-- Given information --
┌──

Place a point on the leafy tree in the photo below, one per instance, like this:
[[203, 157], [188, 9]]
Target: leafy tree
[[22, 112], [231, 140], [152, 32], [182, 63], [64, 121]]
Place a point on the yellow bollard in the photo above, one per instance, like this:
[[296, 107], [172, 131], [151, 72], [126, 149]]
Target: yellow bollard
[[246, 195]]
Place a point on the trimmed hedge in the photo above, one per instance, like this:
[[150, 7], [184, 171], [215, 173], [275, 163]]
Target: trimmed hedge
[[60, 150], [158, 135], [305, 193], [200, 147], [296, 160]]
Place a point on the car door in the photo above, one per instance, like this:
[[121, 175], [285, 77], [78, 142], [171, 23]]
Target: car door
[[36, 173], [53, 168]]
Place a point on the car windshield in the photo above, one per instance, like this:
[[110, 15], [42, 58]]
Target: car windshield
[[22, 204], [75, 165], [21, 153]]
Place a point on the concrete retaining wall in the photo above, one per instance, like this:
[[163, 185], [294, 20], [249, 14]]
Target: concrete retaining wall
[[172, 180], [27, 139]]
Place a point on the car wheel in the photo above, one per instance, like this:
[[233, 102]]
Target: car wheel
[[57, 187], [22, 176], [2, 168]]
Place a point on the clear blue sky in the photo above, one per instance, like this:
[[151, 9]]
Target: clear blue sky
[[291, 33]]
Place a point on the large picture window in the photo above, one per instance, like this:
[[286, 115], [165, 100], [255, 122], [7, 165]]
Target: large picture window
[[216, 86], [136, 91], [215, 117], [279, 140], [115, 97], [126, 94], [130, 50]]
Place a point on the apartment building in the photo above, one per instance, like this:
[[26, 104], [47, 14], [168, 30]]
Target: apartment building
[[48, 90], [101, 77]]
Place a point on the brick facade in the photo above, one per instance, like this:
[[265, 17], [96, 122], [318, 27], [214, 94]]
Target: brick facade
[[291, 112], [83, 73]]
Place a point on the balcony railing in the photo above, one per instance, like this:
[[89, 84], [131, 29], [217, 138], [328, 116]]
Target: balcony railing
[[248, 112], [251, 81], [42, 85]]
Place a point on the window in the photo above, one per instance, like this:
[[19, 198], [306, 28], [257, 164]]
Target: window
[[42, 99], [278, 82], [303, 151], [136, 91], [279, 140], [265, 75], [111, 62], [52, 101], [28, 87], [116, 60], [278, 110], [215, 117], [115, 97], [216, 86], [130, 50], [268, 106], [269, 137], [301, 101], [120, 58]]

└──

-- Task --
Express all the rows above as a Markdown table with two columns, No and Text. Give each line its own entry, number the entries in order, and leave out blank lines.

-- Answer to this problem --
| No | Text |
|---|---|
| 1 | Place a point on the leafy tree in the photo below, one per instance, like this: |
| 2 | [[203, 157], [188, 9]] |
| 3 | Target: leafy tree |
| 4 | [[22, 112], [231, 140], [152, 32], [182, 63], [64, 121]] |
| 5 | Place a point on the yellow bollard in the photo above, one per instance, like this: |
| 6 | [[296, 107], [172, 131], [151, 72], [126, 149]] |
| 7 | Target: yellow bollard |
| 8 | [[246, 195]] |
| 9 | Place a point on the trimmed hedge in the photo above, one per instance, like this: |
| 10 | [[150, 7], [184, 171], [215, 173], [275, 163]] |
| 11 | Target: trimmed hedge |
| 12 | [[60, 150], [158, 135], [305, 193], [200, 147], [296, 160]] |
| 13 | Place a point on the car door in the photo above, one per instance, like this: |
| 14 | [[121, 175], [285, 77], [78, 142], [171, 23]] |
| 15 | Target: car door |
| 16 | [[36, 173], [53, 168]] |
| 17 | Place a point on the car windshield in the photo above, one per instance, like this: |
| 18 | [[110, 15], [42, 58]] |
| 19 | Target: car windshield |
| 20 | [[22, 204], [75, 165], [21, 153]] |
| 21 | Place a point on the concrete retaining wall in the photo above, one per instance, like this: |
| 22 | [[163, 185], [294, 20], [249, 14]] |
| 23 | Target: concrete retaining wall |
| 24 | [[172, 180], [27, 139]] |
| 25 | Place a point on the car wheel in the photo above, one per instance, like this: |
| 26 | [[233, 102]] |
| 27 | Target: car wheel |
| 28 | [[57, 187], [22, 176], [2, 168]] |
| 29 | Place a point on the clear blue sky in the photo above, one per instance, like this: |
| 30 | [[151, 9]] |
| 31 | Target: clear blue sky |
| 32 | [[291, 33]] |
| 33 | Place a point on the large picture window in the photo above, one per instance, like this: |
| 34 | [[286, 115], [165, 100], [255, 122], [7, 165]] |
| 35 | Target: large picture window |
| 36 | [[216, 86], [136, 91], [215, 117], [279, 140], [115, 97], [126, 94], [130, 50]] |
| 37 | Place a point on the apartment building in the photo above, one per instance, like this: |
| 38 | [[26, 104], [47, 14], [168, 30]] |
| 39 | Target: apartment building |
| 40 | [[48, 90], [101, 77]] |
| 41 | Place a point on the brick facade in the photo above, one per instance, like this: |
| 42 | [[265, 17], [96, 122], [318, 27], [214, 94]] |
| 43 | Target: brick facade |
| 44 | [[291, 112], [83, 73]] |
| 45 | Place a point on the balcony railing in the photo above, one per instance, like this: |
| 46 | [[89, 84], [131, 29], [217, 138], [328, 116]] |
| 47 | Target: balcony railing |
| 48 | [[248, 112], [251, 81], [42, 85]] |
| 49 | Place a point on the window in the photo above, one per instance, like this: |
| 50 | [[19, 198], [306, 28], [257, 164]] |
| 51 | Target: window |
| 52 | [[42, 99], [278, 82], [303, 151], [136, 91], [279, 140], [265, 75], [111, 62], [52, 101], [28, 87], [116, 60], [278, 110], [215, 117], [115, 97], [216, 86], [130, 50], [268, 106], [269, 137], [301, 101], [120, 58]] |